[Written instruction] Repeat the following lines exactly and nothing else: the line containing "For every instance of the yellow sock trim, put" and each line after it through the end of the listing.

[Provided records]
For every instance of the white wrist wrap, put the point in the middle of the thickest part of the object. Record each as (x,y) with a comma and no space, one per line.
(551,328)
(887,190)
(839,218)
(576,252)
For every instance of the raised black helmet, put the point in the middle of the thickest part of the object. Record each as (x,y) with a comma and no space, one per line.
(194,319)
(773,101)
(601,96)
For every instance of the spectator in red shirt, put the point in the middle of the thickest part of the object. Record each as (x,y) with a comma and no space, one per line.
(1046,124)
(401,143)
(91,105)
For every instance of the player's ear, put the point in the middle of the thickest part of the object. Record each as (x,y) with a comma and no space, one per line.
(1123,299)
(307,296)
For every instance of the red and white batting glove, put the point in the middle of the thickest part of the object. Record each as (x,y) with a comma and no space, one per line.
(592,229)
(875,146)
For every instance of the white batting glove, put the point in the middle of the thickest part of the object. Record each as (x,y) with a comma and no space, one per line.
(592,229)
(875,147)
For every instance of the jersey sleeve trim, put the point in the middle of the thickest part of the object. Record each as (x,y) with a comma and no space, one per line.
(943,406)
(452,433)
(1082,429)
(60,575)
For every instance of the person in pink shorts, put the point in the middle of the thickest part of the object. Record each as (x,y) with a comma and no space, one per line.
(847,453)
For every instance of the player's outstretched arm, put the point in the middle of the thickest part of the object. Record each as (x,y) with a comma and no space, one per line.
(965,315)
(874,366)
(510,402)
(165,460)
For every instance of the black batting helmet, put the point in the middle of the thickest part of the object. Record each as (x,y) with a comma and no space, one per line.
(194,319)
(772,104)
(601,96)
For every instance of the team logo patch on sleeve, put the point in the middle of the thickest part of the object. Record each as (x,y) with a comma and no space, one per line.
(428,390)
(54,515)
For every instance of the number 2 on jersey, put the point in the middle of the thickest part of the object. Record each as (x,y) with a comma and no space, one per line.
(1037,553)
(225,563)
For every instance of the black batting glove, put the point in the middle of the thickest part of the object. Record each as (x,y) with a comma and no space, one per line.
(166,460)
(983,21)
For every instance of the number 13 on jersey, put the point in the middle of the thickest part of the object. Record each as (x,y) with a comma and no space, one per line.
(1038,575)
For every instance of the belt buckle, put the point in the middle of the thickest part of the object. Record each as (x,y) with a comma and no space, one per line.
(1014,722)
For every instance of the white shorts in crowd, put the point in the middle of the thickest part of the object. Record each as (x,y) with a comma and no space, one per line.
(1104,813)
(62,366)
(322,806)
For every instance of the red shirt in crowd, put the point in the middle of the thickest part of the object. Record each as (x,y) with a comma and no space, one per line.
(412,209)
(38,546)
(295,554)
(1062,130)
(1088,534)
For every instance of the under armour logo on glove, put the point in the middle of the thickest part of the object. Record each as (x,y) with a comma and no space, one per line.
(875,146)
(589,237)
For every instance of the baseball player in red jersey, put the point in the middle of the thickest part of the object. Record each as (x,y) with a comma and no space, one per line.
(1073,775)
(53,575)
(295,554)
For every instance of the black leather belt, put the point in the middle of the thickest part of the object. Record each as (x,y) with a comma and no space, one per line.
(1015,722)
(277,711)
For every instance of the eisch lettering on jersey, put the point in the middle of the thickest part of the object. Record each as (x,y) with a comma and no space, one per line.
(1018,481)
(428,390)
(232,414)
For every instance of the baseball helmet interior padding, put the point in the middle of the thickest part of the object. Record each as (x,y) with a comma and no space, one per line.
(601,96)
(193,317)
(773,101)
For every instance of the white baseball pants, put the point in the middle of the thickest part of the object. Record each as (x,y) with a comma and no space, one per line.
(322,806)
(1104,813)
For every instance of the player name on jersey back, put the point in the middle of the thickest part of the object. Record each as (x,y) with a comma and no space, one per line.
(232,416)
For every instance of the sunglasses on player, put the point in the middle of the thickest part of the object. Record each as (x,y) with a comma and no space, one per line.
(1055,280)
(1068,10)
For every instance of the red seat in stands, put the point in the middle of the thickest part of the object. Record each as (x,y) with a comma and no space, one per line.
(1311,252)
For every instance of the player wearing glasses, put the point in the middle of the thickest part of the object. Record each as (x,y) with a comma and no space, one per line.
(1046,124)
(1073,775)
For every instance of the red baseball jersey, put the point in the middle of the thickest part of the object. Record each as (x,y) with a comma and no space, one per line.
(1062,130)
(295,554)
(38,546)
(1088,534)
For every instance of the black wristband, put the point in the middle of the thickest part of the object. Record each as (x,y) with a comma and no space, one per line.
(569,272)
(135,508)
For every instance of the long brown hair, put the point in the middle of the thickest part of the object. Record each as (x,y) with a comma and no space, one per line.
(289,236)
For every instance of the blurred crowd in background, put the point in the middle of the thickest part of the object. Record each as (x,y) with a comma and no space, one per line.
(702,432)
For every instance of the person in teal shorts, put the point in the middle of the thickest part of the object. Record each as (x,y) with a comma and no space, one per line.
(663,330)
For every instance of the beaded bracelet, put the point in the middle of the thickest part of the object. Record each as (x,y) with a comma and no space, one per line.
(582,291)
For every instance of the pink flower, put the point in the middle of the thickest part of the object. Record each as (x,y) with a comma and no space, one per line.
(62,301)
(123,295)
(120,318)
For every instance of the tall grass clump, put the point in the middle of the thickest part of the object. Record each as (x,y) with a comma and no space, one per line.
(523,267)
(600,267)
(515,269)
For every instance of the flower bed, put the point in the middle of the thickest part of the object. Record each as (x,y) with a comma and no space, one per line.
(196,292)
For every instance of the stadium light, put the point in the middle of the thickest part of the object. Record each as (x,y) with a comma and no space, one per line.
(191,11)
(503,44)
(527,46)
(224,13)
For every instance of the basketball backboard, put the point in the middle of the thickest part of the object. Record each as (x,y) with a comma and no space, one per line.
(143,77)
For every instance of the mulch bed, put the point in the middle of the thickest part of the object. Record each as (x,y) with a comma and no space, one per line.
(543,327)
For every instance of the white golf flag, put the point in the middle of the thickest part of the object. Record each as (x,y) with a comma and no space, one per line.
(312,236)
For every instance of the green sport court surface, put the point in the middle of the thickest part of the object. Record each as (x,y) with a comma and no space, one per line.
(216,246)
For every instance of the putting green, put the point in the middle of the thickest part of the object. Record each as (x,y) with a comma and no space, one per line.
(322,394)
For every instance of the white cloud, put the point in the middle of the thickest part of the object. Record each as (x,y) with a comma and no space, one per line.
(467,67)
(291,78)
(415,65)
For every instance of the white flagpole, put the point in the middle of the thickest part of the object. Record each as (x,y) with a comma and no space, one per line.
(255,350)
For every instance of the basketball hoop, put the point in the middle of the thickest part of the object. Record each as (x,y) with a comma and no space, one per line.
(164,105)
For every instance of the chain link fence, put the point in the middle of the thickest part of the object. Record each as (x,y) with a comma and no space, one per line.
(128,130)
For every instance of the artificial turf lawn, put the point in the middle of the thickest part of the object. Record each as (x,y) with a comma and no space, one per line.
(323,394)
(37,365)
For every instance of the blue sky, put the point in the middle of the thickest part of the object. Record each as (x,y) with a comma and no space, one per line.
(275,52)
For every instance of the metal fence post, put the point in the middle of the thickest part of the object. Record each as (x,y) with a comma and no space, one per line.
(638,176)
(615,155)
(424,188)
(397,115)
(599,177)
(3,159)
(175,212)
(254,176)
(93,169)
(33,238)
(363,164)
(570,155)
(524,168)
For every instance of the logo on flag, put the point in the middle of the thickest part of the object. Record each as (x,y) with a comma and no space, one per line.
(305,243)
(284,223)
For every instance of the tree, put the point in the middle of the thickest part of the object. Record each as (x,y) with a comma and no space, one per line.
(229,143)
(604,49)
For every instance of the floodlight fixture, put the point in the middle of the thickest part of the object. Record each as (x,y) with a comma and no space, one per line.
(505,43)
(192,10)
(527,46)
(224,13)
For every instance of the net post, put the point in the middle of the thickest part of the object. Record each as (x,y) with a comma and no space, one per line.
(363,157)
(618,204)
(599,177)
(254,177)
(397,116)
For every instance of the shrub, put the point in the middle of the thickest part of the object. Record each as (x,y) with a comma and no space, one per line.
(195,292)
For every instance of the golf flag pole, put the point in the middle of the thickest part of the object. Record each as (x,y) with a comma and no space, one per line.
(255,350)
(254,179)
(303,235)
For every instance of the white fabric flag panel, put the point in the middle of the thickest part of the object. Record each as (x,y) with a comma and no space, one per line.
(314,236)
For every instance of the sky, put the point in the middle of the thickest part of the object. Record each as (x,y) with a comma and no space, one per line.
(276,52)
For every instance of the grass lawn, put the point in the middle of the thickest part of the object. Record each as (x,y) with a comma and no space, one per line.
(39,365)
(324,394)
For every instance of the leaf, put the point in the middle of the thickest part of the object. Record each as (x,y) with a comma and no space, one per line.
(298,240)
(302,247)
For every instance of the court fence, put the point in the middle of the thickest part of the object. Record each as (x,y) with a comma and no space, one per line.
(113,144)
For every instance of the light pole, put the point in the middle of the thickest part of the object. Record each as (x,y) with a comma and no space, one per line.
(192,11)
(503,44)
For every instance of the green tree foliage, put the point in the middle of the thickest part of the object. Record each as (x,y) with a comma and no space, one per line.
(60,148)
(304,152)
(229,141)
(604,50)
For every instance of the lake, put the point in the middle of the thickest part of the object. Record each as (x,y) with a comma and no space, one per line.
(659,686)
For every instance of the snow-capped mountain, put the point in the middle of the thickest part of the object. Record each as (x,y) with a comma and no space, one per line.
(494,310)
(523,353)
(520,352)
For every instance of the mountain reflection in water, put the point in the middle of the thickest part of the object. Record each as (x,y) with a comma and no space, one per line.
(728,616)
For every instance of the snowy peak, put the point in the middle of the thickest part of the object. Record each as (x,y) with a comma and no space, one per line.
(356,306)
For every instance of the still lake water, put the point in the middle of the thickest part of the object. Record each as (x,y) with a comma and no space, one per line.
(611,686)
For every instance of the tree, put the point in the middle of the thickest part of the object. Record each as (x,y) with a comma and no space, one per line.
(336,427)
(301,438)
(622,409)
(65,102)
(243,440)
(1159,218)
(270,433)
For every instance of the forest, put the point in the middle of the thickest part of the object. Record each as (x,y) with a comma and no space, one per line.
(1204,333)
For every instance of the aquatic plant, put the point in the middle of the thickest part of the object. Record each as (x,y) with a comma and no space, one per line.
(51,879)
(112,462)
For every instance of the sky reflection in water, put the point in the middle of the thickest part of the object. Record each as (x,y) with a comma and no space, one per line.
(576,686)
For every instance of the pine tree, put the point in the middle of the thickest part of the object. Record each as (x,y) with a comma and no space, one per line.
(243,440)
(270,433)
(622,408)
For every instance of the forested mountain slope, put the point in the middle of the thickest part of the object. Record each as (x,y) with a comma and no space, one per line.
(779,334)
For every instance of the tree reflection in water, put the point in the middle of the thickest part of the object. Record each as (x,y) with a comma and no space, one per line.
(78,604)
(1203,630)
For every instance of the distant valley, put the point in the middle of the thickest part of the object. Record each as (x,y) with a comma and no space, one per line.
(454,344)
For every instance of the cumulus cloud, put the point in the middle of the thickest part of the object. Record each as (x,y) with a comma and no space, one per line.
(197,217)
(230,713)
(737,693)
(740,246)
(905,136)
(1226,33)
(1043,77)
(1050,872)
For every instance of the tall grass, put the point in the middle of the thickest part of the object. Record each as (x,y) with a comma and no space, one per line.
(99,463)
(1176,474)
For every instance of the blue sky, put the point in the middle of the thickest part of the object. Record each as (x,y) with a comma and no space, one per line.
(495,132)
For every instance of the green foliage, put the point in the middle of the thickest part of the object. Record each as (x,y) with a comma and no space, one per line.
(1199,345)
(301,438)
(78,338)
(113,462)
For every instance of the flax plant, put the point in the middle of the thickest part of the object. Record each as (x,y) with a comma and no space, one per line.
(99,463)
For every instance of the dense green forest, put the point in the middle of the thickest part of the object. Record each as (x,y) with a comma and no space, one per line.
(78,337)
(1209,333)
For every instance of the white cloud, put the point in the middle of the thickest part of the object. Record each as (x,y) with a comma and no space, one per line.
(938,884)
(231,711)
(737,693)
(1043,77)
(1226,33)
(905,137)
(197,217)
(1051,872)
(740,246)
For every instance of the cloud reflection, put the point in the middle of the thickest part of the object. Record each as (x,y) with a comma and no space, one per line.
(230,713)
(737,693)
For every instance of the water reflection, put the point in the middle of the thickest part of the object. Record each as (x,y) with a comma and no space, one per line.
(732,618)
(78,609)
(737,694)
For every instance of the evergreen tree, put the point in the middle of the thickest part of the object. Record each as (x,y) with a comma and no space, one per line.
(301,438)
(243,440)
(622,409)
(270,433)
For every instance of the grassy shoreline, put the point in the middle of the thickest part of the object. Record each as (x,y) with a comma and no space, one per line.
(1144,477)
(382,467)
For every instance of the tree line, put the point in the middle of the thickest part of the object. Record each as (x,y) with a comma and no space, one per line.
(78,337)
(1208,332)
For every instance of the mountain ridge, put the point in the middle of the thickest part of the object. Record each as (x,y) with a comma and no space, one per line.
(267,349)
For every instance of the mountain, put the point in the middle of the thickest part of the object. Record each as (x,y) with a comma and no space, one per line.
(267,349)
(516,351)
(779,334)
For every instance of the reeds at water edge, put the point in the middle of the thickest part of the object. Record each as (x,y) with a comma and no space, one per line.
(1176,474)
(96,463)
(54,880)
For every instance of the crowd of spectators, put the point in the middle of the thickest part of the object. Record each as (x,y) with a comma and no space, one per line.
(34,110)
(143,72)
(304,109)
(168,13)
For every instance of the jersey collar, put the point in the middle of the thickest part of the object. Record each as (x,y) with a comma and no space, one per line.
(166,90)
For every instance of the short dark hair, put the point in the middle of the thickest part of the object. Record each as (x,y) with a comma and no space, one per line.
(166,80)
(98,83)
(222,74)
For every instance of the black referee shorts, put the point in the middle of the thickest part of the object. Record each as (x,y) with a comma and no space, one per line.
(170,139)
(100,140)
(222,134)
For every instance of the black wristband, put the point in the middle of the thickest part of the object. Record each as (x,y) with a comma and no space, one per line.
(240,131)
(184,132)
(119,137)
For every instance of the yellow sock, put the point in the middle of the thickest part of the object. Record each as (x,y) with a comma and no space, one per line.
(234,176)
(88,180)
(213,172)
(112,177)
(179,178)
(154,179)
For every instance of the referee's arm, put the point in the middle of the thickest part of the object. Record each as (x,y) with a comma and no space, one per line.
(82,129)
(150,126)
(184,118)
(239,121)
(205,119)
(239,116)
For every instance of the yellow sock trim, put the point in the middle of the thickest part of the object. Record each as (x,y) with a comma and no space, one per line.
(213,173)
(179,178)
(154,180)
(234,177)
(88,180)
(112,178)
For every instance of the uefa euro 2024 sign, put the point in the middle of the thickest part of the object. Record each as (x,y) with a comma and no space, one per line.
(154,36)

[Exercise solution]
For every instance of the yellow sock trim, put the point in the middle of the thickest part of the object. Record each as (x,y) with a comma and no space, one per line.
(213,173)
(179,178)
(154,180)
(234,177)
(88,180)
(112,178)
For every instance of the uefa euro 2024 sign, put the point in the middle of the thickest part of the object. Record each as (x,y) with a comma and no space, one per line.
(154,36)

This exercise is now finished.